> Challenge: Write the lines below as a JSON list of strings, one string per line, skipping blank lines and leaving out the pictures.

Photo point labeling data:

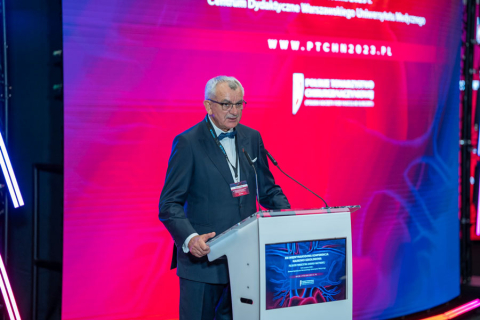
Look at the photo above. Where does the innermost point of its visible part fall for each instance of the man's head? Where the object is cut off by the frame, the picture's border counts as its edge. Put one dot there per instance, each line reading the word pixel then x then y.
pixel 224 101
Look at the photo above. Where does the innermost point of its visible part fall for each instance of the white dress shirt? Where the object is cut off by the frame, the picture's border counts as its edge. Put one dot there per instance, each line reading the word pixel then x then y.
pixel 229 146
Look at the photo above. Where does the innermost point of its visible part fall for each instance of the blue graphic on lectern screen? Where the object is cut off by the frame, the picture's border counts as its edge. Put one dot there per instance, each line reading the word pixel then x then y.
pixel 308 272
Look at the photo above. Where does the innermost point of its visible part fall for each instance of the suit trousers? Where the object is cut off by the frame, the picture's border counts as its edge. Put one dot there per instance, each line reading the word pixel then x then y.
pixel 204 301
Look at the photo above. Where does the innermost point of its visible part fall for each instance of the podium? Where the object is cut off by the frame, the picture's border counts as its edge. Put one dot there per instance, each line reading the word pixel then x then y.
pixel 289 264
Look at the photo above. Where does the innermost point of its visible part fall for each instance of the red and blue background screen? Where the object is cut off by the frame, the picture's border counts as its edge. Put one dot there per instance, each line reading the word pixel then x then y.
pixel 357 99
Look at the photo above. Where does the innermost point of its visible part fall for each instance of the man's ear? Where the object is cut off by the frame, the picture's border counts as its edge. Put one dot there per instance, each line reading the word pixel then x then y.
pixel 208 107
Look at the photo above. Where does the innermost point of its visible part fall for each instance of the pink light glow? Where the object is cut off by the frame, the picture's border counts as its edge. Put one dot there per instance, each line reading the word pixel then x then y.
pixel 477 229
pixel 457 311
pixel 8 293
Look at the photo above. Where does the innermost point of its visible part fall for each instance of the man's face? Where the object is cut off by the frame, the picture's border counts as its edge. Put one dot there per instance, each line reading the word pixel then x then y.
pixel 229 119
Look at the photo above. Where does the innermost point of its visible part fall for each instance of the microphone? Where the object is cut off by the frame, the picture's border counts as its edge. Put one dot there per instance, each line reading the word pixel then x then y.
pixel 275 163
pixel 256 177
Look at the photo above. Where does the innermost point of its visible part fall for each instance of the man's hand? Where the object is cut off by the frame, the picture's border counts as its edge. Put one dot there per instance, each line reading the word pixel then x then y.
pixel 197 244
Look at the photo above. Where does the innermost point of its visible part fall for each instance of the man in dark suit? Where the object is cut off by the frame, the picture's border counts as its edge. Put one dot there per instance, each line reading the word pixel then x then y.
pixel 201 198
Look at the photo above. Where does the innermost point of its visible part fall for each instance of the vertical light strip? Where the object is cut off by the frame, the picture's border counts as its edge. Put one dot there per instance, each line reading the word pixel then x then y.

> Task result:
[
  "Look at the photo above. Where does the innermost point of its visible part fall for each instance of the man's head? Where the object is cut off by the frame, the picture's border counts as its edge. Put one dot there per instance, each line reading the word pixel then x then y.",
  "pixel 224 101",
  "Look at the photo above. Where does the innermost point of its visible part fall for each instance of the white dress shirt? Where the object is cut off by the frame, the picture's border counts as its edge. Put one dot there per instance, each line reading the word pixel then x then y.",
  "pixel 229 146",
  "Look at the photo above. Where does the innermost point of its visible part fall for each instance of the blue graphic on lectern screen? Where the object is cut off by the frame, the picture's border counts as its edge. Put one dot there per instance, each line reading the word pixel then x then y.",
  "pixel 308 272",
  "Look at the photo above. Where does the innermost point of its visible part fall for each instance of the suit trousers? Where the object is cut off by the frame, the picture's border counts as its edge. Put one dot there per instance, each line reading the word pixel then x then y.",
  "pixel 204 301",
  "Look at the photo above. Where does the innermost point of its visible part fall for each instance of the podium? Where the object is cut off by the frame, the picture's border counts as its edge. Put one dot there per instance, each line reading the word pixel then x then y.",
  "pixel 289 264",
  "Look at the photo above. Where does the innermost point of its visible part fall for each instance of the red and blue background screen? Where the object is cut off by the frame, the picture's border counts as its edge. Put one dot there per instance, each line reading the word pixel then x then y.",
  "pixel 357 99",
  "Look at the photo above. Where does the innermost point of its visible part fall for each instance of the man's ear? Where the object is cut off by the frame, the picture's border counts as its edge. Put one dot there per instance, each line reading the word pixel then x then y.",
  "pixel 208 107",
  "Look at the photo above. Where does the innermost point of its visible part fall for each instance of the pink light glow? Where the object is cut off by the frame, the picture's border counts as its edge. Put one dot there per instance, each line reading the word pixel then x then y.",
  "pixel 477 229",
  "pixel 457 311",
  "pixel 8 293",
  "Look at the photo above. Where does the innermost point of its visible part fall for each instance of the man's face? Where the object is cut off by the frame, the picture's border counts as its edge. Put one dot there per instance, each line reading the word pixel then x then y.",
  "pixel 229 119",
  "Look at the photo above. Where does the innermost point of its visible part fall for each instance of the microphone? Where the object is cut off by the frame, the picture's border counts as its edge. Put one dot there per instance, each line reading the word pixel then x then y.",
  "pixel 275 163",
  "pixel 256 177",
  "Look at the photo above. Where does the innermost point of its visible part fall for each instance of the man's hand? Where the object is cut off by the frame, the picture's border counts as its edge. Put one dot there per instance, each line reading the word pixel then x then y.",
  "pixel 197 244",
  "Look at the photo above. Where does the innermost point of its visible part fall for each instance of the man in dark suit? Where the object is cut off by the frame, the picture's border counts as its edge. Put one dot there per instance, each line reading the word pixel then x then y.",
  "pixel 201 198",
  "Look at the photo above. Where does the innermost point of its visible part fall for each instance of the vertical light strip? Where the object is cut off by the frame, the picture's border counts as its edge. Put one dot there per instance, each line reading the word pixel then x then y."
]